(Updated with BOK governor comments and additional information)
The South Korean central bank Tuesday indicated the next hike would come in November after it chose to pause in October after a raise in August as it remained positive of achieving 4.0 percent economic growth this year despite ramifications from expensive fuel costs and disruption in global supply chain.
“We chose a freeze this month but would decide a hike upon studying various factors. The majority opinion from monetary board members was to study a hike, if not for unexpected event,” Bank of Korea Governor Lee Ju-yeol said in a press briefing after the monetary policy meeting that has kept the overnight call rate unchanged at 0.75 percent.
“We will consider additional hike in the next meeting (in November) if the economic performance is in line with expectations,” he said. The government would release preliminary third-quarter gross domestic product data last this month.
The vote for a freeze this time had not been unanimous.
Two dissidents were Lim Ji-won and Suh Young-kyung out of the seven-member monetary policy board who argued for a back-to-back increase following the 25-basis-point hike in August from a record low of 0.50 percent kept since May last year amid Covid-19 fallout.
Most of his comments backed the rationale for additional rate increase.
“Looseness in monetary policy has actually expanded despite the last hike due to accelerated economic growth and inflation,” Lee said.
He argued the financial imbalances caused by preference of risky assets and excessive borrowing in pursuit of big profit have not eased. “Monetary policy must help” to address the imbalances if government actions cannot contain them alone, he added. 이미지 확대
The nation’s private sector debt snowballed to a fresh high of 1,800 trillion won as of end-June, but the gains may have eased in recent months as lenders have suspended or scaled back consumer loans under government pressure.
Inflation poses ongoing concern. The consumer price index in September added 2.5 percent on year and the headline inflation for the third quarter reached 2.6 percent, the highest since the last peak 2012 and hovering above the policy target of 2.0 percent for the sixth straight month.

## ENTRIES PROVIDED
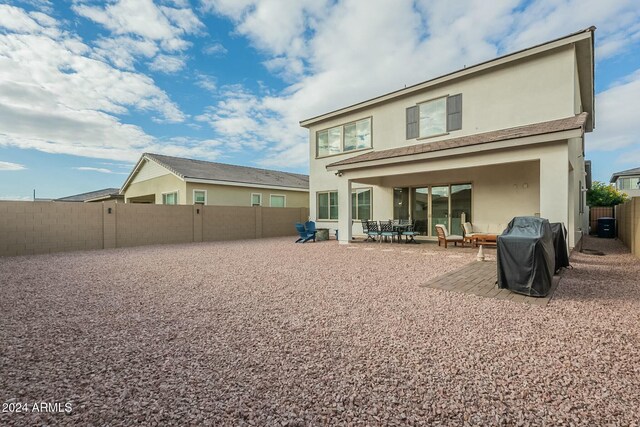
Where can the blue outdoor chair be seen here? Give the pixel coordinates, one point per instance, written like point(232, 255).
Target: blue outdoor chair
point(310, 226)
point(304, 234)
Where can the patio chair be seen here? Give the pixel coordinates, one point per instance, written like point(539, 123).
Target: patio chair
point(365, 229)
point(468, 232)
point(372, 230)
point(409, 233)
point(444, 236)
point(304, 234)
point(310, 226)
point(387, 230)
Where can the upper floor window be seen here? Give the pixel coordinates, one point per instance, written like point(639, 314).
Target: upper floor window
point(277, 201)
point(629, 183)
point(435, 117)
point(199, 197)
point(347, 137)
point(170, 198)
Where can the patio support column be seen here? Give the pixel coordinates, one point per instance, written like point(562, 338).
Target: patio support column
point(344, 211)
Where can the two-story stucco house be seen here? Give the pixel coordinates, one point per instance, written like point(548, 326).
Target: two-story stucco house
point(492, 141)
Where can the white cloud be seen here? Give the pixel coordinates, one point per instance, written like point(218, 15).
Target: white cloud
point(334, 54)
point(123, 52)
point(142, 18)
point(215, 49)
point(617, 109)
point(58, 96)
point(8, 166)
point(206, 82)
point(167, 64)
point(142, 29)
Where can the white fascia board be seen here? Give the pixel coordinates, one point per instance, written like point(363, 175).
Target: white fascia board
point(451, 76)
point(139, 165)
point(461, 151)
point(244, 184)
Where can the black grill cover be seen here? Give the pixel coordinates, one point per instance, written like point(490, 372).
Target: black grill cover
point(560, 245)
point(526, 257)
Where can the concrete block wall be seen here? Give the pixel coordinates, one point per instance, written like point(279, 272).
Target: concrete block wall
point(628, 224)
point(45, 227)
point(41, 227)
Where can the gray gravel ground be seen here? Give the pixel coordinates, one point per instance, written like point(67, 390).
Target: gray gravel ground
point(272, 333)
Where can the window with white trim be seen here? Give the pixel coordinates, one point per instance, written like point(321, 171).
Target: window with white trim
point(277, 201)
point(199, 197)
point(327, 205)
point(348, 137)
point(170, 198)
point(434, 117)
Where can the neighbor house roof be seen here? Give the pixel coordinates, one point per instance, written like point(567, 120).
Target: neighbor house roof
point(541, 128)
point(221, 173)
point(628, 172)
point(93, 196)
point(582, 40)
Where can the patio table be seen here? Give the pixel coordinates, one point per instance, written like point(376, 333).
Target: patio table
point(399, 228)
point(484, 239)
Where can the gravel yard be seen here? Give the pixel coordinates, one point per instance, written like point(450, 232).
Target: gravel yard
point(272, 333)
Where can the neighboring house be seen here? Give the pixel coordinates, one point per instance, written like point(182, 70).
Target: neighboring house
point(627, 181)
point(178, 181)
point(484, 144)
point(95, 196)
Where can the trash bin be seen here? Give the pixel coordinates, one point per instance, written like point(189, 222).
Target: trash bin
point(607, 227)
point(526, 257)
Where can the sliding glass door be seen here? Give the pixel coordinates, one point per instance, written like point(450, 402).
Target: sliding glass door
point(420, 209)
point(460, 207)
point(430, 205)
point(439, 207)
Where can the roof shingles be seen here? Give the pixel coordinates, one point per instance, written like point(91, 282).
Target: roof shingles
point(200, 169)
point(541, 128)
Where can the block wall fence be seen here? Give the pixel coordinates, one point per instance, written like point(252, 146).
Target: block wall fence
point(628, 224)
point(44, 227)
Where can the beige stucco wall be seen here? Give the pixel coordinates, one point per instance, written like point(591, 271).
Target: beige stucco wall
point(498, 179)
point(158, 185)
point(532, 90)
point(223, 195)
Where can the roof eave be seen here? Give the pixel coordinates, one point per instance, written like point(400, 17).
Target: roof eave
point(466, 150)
...
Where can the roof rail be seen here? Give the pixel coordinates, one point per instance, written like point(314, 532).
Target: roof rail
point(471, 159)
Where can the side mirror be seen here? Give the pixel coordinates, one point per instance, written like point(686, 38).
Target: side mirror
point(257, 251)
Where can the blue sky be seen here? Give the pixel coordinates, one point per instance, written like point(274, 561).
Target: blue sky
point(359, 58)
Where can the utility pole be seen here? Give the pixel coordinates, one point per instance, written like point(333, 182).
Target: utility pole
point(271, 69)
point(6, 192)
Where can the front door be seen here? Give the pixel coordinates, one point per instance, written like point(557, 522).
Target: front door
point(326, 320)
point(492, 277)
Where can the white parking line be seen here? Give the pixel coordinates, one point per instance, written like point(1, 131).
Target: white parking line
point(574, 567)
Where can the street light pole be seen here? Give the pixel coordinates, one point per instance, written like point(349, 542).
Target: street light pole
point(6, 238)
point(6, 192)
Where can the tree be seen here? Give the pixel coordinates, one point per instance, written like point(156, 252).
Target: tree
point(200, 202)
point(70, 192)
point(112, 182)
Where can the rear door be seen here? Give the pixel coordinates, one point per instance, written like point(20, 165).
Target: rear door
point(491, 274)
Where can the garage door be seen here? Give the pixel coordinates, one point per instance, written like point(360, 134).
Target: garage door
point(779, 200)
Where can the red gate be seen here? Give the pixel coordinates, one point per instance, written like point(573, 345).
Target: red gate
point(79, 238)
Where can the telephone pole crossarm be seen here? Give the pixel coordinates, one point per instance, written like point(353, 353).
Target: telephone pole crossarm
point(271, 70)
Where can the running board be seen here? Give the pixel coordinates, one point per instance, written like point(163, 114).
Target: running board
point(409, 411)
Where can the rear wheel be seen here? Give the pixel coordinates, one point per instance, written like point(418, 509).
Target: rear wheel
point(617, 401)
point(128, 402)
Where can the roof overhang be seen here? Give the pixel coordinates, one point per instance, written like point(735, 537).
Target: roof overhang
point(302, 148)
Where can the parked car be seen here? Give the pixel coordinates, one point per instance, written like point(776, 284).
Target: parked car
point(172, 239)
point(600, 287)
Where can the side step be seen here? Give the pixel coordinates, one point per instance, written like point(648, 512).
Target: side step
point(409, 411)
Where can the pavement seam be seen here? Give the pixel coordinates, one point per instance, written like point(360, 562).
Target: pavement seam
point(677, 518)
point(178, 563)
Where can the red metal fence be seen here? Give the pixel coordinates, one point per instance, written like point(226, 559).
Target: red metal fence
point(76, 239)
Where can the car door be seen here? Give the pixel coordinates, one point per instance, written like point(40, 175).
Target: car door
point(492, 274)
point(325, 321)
---
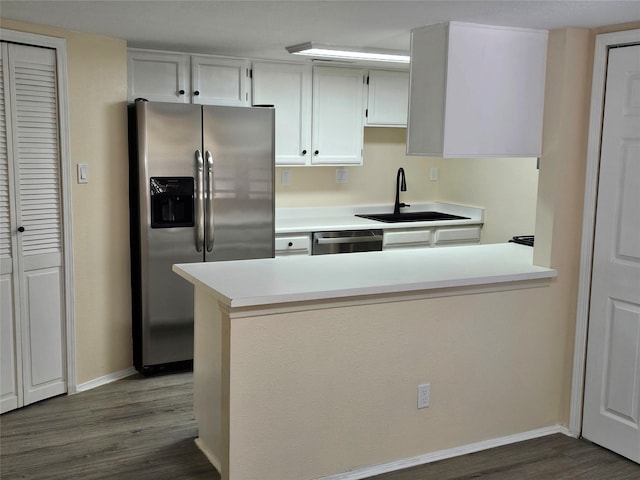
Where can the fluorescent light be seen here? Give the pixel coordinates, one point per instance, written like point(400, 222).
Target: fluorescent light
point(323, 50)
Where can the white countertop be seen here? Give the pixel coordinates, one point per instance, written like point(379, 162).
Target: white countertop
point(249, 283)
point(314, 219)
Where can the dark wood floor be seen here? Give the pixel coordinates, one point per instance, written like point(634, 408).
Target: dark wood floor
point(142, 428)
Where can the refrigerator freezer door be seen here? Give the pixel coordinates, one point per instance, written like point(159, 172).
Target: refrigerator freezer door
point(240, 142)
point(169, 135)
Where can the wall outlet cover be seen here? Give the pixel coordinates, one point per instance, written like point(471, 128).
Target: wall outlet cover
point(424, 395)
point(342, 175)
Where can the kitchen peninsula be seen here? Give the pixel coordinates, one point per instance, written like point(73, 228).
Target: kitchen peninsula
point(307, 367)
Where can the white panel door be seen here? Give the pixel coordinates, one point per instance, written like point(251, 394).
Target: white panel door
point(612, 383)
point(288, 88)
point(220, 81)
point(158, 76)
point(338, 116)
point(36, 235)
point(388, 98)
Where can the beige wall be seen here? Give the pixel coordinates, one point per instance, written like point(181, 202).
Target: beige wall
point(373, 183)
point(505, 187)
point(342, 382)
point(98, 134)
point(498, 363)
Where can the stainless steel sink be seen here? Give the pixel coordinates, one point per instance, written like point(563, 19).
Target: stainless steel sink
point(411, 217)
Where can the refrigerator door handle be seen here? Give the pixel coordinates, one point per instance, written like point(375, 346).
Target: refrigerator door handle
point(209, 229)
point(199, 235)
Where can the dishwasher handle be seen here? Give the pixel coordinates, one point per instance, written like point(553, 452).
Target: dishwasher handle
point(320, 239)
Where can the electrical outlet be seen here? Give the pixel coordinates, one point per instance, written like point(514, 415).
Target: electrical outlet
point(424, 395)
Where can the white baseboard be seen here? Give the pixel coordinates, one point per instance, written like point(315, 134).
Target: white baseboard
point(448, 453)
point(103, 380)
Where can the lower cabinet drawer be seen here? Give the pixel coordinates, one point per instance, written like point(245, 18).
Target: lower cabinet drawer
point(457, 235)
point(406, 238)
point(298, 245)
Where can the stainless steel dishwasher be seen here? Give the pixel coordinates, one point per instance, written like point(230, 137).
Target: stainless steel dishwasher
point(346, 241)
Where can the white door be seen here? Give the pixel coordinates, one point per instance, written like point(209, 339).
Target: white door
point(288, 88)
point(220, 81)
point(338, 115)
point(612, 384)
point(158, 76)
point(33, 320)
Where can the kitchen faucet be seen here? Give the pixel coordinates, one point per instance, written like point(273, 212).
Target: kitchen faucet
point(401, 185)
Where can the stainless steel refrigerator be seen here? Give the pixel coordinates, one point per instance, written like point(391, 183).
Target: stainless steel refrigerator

## EXERCISES
1. In the article on the Bank of Korea's October rate decision, at what level did the monetary policy meeting keep the overnight call rate?
2. Continue the article on the Bank of Korea's October rate decision, starting after its final sentence.

## RESPONSES BY ITEM NUMBER
1. 0.75 percent

2.
But he dismissed concerns about stagflation, citing the Korean economy’s solid growth performance.
The BOK kept its growth target unchanged at 4.0 percent while annual inflation may exceed 2.1 percent projected in August, he said.
“The Korean economy is likely to continue its recovery amid resilient exports and investment as private consumption is forecast to improve gradually on the back of climbing vaccination rates and the resultant expansion of economic activity,” the BOK said in its Monetary Policy Decision.
Recent data suggested a slowdown in the pace of global economic recovery due to surging crude oil and commodity prices. Oil prices climbed to a seven-year high last week amid scare about energy crunch in China that may aggravate supply bottleneck as well as global inflationary pressure.
The country’s exports so far have stayed resilient, soaring 63.5 percent on year in the first 10 days of October after double-digit growths throughout year to push shipments to a record high as of last month.
Bond prices fell on clear hike signal. The five-year bond yield rose 2.3 basis points to 2.062 percent by midday Tuesday. The longer 20-year government bond yield also added 2.1 basis points to 2.348 percent.
The U.S. dollar climbed to its fresh annual high of 1,199 won by adding 3 won. The key Kospi slipped 1.35 percent to 2916.38.